Output only the lines below that start at the line containing "Query: curled caterpillar tail" and end at the line containing "874, row 334.", with both ends kept.

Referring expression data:
▼▼▼

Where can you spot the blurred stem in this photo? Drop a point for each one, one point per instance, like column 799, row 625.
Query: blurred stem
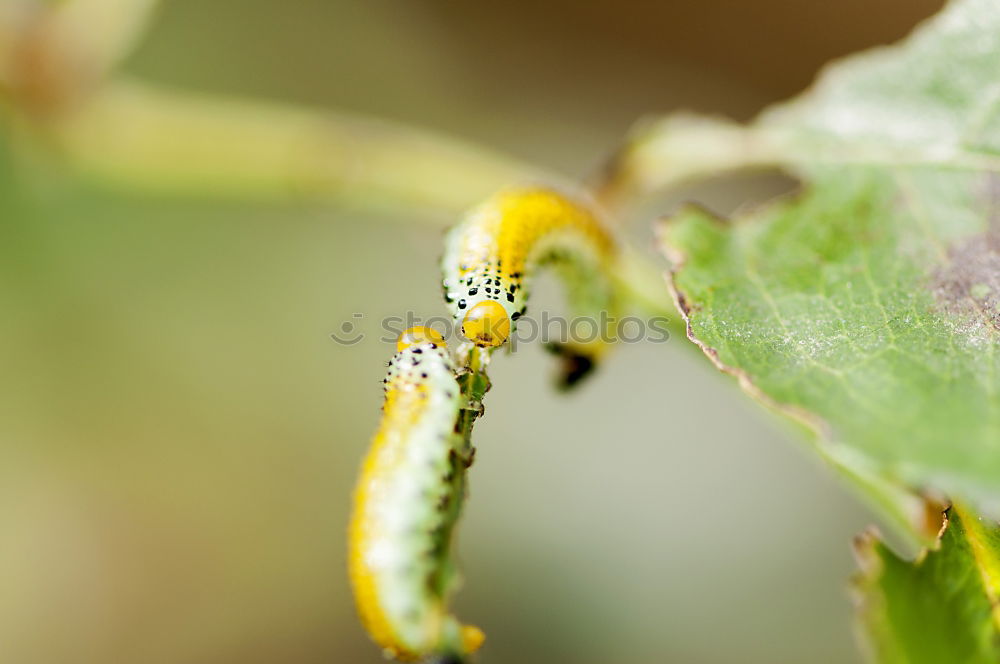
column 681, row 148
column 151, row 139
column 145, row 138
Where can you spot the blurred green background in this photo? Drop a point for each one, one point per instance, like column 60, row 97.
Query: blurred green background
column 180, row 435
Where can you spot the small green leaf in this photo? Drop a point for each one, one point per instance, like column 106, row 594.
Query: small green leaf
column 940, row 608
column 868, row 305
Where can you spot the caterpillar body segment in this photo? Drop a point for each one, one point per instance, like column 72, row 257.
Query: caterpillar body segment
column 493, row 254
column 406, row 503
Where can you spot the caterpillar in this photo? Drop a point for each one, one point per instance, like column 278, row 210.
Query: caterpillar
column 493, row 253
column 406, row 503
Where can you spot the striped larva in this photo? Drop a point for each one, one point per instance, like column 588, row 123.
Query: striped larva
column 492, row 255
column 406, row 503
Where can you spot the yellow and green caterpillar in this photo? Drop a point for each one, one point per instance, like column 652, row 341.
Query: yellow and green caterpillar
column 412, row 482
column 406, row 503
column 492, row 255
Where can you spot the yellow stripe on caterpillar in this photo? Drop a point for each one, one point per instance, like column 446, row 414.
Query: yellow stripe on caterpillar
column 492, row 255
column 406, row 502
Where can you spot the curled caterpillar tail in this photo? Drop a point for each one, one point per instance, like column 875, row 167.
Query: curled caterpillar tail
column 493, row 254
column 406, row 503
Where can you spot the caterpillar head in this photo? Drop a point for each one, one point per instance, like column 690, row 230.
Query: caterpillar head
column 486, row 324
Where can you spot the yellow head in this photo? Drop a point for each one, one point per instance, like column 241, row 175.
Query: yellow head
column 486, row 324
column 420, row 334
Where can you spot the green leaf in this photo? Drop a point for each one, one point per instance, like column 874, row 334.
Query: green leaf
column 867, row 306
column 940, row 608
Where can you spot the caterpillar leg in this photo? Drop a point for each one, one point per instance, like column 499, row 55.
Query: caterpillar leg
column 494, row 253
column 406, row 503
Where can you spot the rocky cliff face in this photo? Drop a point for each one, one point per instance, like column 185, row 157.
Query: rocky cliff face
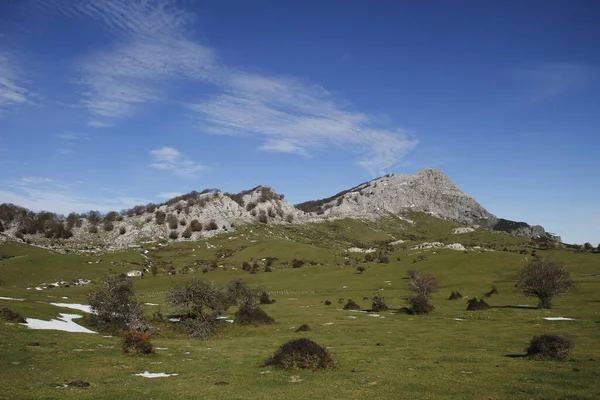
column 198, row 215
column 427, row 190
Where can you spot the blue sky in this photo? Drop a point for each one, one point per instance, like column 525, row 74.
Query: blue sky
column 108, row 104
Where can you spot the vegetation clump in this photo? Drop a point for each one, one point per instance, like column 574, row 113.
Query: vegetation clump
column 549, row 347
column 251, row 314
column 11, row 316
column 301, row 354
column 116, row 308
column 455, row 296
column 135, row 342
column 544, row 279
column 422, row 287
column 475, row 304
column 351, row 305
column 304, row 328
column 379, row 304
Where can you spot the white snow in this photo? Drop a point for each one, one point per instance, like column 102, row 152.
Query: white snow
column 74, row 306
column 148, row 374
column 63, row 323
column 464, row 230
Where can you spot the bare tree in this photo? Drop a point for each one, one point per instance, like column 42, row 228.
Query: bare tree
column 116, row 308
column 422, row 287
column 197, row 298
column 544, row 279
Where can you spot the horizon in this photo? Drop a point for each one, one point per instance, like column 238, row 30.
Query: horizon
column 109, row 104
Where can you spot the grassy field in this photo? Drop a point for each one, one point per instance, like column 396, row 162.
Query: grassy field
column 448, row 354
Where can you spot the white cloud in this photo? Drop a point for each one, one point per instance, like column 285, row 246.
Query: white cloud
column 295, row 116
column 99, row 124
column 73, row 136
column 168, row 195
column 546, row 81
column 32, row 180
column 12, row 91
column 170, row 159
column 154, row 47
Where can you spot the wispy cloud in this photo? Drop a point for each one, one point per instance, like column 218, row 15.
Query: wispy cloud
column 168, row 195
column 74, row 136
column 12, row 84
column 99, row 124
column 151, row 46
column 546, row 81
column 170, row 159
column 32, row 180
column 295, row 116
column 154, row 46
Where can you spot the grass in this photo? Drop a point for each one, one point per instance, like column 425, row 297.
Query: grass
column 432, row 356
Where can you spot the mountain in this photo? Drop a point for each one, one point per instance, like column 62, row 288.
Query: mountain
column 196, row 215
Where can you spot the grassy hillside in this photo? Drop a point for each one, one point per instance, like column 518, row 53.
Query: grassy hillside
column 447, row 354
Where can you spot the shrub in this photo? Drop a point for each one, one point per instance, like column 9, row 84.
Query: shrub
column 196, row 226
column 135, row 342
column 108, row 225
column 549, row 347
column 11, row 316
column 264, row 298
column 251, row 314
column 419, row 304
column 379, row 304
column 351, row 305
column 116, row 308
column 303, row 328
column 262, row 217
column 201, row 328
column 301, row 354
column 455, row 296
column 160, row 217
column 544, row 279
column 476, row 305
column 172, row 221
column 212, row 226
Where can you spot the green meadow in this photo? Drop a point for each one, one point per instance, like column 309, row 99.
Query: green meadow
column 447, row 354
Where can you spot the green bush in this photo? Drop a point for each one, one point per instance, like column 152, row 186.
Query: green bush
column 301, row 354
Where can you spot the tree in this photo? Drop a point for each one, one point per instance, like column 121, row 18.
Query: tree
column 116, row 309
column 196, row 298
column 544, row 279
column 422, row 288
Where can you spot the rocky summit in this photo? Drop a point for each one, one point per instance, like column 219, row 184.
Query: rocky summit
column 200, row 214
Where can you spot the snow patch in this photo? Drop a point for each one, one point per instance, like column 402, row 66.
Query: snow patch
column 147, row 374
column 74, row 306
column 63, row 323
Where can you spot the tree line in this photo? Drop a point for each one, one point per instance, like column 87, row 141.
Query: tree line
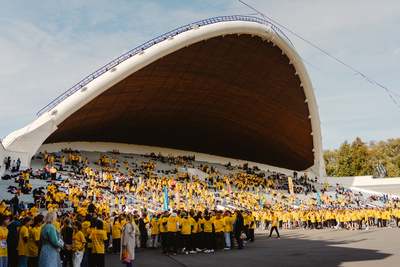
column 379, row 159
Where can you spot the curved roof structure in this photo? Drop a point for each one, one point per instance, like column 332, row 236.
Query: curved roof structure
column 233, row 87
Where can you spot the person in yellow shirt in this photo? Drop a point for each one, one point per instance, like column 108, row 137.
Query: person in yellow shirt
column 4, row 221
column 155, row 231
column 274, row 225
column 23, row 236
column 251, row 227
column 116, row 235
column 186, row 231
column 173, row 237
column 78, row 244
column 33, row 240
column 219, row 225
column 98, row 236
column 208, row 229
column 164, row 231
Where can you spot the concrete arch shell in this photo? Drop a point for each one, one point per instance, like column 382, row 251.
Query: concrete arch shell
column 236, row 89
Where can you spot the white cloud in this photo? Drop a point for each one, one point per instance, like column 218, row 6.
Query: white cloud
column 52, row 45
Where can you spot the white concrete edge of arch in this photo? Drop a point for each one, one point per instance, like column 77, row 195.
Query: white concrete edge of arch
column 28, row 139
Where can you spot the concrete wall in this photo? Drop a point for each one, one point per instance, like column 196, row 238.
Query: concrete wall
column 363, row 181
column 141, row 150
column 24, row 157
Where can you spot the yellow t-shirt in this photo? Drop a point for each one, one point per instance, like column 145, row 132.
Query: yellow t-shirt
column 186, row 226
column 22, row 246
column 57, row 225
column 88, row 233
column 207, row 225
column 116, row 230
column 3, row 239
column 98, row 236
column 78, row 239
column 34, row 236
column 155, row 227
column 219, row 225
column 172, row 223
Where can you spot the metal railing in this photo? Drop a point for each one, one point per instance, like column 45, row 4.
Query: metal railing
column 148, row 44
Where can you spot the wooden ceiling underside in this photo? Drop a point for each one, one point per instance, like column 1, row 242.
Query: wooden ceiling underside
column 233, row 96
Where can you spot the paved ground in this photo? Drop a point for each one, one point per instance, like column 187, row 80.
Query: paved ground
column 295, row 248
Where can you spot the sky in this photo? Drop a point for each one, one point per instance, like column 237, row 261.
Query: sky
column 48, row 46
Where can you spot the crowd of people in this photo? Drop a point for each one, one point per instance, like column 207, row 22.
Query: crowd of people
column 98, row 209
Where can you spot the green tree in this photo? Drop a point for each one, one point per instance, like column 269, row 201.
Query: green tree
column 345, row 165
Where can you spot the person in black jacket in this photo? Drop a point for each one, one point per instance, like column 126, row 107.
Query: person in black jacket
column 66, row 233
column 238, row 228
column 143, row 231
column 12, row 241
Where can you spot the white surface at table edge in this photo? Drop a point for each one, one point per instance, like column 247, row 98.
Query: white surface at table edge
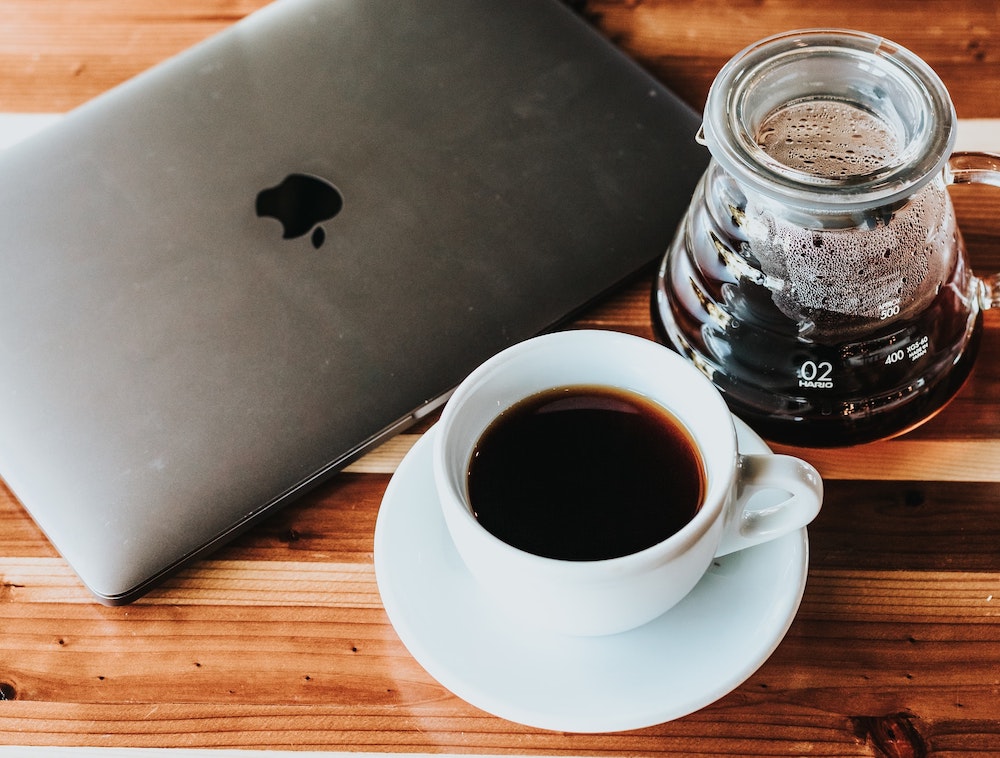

▲▲▲
▼▼▼

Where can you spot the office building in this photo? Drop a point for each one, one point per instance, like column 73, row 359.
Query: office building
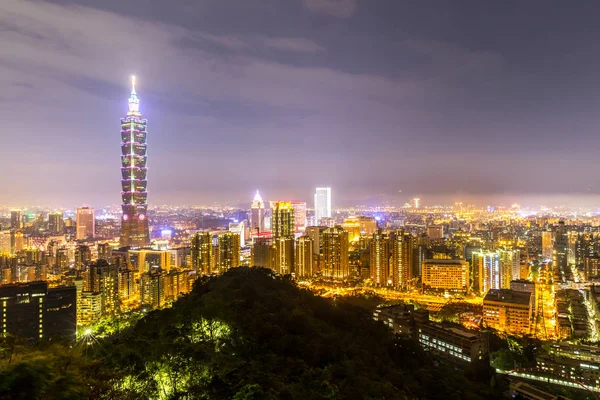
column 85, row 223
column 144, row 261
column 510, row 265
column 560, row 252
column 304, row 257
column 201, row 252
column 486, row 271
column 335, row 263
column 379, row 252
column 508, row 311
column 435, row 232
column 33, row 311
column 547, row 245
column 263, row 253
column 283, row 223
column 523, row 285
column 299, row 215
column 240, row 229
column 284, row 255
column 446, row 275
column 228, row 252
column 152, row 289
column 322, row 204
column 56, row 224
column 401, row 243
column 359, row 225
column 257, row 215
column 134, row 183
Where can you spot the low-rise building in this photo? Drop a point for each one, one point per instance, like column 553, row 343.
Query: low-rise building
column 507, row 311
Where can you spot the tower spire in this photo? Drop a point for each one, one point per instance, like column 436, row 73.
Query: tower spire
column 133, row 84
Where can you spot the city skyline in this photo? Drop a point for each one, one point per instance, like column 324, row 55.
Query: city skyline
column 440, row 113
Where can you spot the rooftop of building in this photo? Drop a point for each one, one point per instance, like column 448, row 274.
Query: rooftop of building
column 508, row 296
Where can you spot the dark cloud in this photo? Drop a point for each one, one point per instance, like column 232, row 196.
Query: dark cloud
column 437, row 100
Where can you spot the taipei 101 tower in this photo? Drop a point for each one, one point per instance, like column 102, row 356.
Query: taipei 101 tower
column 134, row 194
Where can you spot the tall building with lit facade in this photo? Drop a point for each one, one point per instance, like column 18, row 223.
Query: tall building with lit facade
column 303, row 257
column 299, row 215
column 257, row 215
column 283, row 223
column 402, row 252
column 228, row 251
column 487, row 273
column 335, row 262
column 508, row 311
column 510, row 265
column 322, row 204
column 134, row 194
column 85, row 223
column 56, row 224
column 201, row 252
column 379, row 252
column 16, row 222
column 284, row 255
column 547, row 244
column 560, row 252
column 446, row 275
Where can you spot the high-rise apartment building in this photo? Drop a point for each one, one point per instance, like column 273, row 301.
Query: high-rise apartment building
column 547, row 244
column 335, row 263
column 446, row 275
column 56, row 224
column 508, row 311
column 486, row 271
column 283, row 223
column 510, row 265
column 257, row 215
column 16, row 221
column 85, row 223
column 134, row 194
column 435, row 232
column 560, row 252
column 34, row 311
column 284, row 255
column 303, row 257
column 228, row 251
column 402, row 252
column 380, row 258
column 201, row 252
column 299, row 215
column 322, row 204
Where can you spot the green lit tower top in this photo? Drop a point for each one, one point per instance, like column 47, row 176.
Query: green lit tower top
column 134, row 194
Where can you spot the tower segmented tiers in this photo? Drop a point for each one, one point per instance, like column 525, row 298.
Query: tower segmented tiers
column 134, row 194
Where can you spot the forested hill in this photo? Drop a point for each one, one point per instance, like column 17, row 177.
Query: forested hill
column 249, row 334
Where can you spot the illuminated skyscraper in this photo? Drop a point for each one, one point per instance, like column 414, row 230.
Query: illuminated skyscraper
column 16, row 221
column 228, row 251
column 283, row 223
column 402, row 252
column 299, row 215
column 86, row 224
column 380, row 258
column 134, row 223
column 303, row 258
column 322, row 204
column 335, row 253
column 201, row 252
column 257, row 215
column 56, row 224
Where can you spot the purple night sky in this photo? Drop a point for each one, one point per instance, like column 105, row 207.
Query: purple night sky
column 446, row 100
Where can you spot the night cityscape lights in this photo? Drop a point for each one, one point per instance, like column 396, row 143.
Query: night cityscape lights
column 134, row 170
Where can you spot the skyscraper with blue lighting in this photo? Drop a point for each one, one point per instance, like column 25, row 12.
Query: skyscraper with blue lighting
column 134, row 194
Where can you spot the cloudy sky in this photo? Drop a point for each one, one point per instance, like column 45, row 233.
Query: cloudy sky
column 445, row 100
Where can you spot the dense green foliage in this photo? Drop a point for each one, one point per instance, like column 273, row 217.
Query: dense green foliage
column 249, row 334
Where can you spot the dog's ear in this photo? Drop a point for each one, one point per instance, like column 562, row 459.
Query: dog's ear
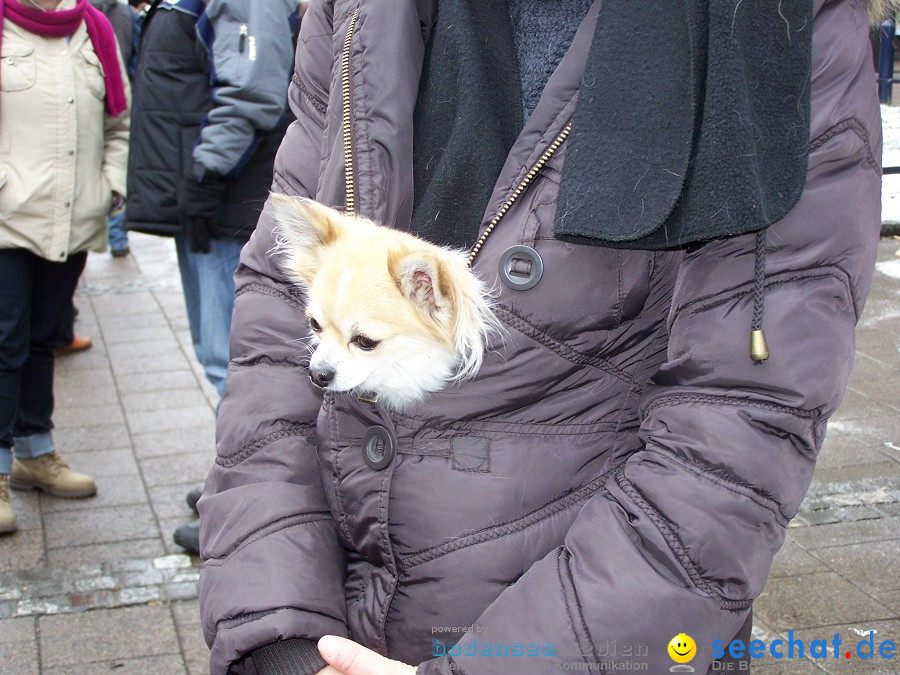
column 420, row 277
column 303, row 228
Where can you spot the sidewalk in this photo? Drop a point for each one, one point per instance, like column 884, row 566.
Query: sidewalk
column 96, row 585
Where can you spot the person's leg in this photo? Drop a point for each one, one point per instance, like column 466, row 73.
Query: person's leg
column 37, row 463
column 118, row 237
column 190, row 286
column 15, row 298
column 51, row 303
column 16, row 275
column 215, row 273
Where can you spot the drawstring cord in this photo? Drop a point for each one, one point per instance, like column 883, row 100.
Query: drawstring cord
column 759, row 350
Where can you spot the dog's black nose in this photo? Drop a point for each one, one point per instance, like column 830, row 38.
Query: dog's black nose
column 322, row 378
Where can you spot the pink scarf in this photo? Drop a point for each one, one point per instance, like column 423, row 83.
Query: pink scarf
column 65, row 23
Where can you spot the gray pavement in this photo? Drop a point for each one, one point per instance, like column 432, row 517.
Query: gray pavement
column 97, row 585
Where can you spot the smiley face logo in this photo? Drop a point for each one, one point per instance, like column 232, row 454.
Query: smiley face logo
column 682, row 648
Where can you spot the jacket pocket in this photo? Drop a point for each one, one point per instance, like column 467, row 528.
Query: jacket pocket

▲▲▲
▼▼▼

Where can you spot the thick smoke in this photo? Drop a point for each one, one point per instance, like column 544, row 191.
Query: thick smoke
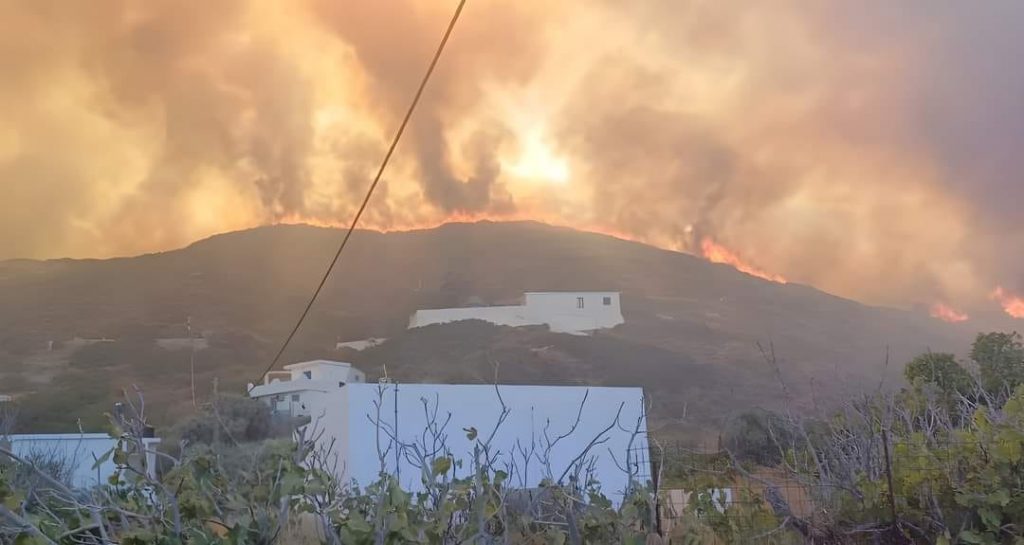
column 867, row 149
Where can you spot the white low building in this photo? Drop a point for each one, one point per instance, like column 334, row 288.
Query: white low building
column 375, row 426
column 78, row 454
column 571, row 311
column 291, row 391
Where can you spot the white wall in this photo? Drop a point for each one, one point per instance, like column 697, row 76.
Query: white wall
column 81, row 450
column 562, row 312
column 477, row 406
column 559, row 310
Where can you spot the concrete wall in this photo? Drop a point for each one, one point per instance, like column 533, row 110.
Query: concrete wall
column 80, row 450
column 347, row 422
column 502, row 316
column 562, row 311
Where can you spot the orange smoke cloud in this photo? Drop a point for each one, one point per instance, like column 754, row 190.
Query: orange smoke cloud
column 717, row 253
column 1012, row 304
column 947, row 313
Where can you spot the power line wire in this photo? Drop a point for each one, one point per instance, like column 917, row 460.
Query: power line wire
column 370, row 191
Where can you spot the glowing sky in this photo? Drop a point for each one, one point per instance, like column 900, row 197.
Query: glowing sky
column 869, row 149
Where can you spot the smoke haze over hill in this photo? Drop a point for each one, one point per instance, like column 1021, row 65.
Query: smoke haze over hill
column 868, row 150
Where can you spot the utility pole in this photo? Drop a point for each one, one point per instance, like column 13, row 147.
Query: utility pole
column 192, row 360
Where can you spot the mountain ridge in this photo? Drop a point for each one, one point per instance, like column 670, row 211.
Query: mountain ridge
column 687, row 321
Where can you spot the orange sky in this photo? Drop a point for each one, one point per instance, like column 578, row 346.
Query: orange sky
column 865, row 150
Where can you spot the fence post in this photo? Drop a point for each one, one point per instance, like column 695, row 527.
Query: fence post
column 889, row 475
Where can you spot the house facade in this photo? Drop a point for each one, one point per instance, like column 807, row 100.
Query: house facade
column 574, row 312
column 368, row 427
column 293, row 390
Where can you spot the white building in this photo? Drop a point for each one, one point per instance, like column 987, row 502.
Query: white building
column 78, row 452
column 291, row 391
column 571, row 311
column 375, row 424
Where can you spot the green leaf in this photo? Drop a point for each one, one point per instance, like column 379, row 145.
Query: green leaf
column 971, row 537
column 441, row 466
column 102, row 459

▲▲▲

### Your solution
Query: curled caterpillar tail
column 493, row 254
column 406, row 503
Where can you spot the caterpillar head in this photo? Drop a point for each one, one point per instance, like column 690, row 230.
Query: caterpillar head
column 486, row 324
Where can you spot the yellow head in this photo? Drop a point for each one, one point per instance, like column 241, row 175.
Query: yellow head
column 486, row 324
column 420, row 334
Where can you spot the green leaf in this photo? Drop a point for each one, one point per instance, like column 874, row 334.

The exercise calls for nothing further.